- Trecho do texto -
/---
“Sócrates:
– Dessa forma [concluo que] desejas que adicionemos algo ao que dissemos antes sobre a justiça quando dissemos que é justo tratar amigos bem e inimigos mal. Desejas que acrescentemos a isto que é justo tratar bem um amigo que é bom e prejudicar um inimigo que é mal?
Polemarco:
– Certo. Isso me parece satisfatório.
Sócrates:
– A função de um homem justo é, portanto, prejudicar quaisquer seres humanos?
Polemarco:
Certamente, ele deve causar dano àqueles que são tanto maus quanto seus inimigos.
Sócrates:
– Os cavalos se tornam melhores ou piores quando se lhes causa dano?
Polemarco:
– Piores.
Sócrates:
– Isso relativamente à excelência que torna bons os cães, ou a excelência que torna bons os cavalos?
\---
- Dados apresentados -
/---
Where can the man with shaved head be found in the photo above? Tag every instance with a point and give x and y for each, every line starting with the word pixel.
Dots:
\---
- Instruções -
1. No diálogo sobre a justiça, segundo Polemarco, os cavalos se tornam melhores ou piores quando se lhes causa dano?
2. Redija a continuação do diálogo sobre a justiça, começando logo após a última fala apresentada.

- Respostas redigidas -
1. Piores.

2.
Polemarco:
– A que torna bons os cavalos.
Sócrates:
– E quando se causa dano aos cães, esses se tornam piores na excelência que torna bons os cães, não aos cavalos?
Polemarco:
– Necessariamente.
Sócrates:
– Então, não deveríamos dizer o mesmo sobre os seres humanos, a saber, que quando danos são causados a eles tornam-se piores em relação à excelência humana?
Polemarco:
– De fato.
Sócrates:
– Mas a justiça não é uma excelência ou virtude humana?
Polemarco:
– Sim, é claro.
Sócrates:
– Consequentemente, pessoas que são prejudicadas devem se tornar mais injustas?
Polemarco:
– É o que parece.
Sócrates:
– Podem os músicos tornar as pessoas não musicais por meio da música?
Polemarco:
– Não podem.
Sócrates:
– E os praticantes de equitação podem tornar as pessoas avessas à equitação por meio da equitação?
Polemarco:
– Não.
Sócrates:
– Bem, então podem aqueles que são justos tornar injustas as pessoas por meio da justiça? Ou, em síntese, é possível que aqueles que são bons tornem más as pessoas por meio da virtude?
Polemarco:
– Impossível.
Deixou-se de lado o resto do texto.